-- BEGIN --

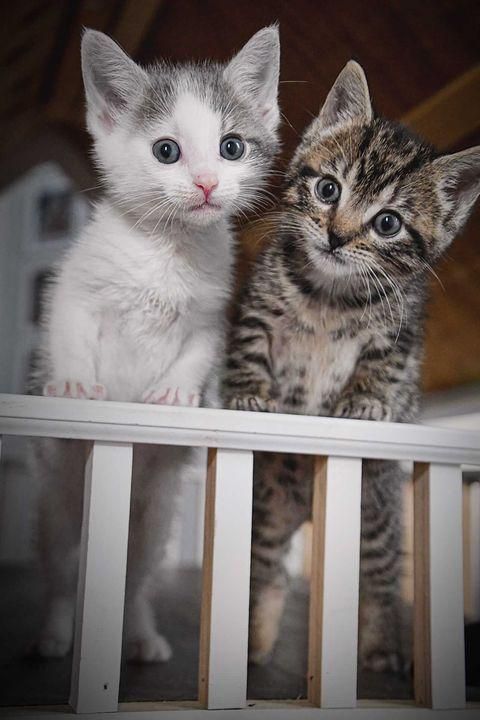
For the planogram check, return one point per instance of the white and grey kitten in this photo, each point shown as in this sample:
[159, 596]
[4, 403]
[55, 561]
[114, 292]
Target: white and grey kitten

-- END --

### [EXERCISE PROMPT]
Rewrite the rows above with every "kitten" replaced by "cat", keeping everything else the same. Leave out the pictures.

### [COMPLETED EXERCISE]
For the planogram check, return one point per instance of the white and grey cat in this photo, each point shown as in this sample:
[159, 596]
[4, 403]
[55, 561]
[114, 292]
Target: white and grey cat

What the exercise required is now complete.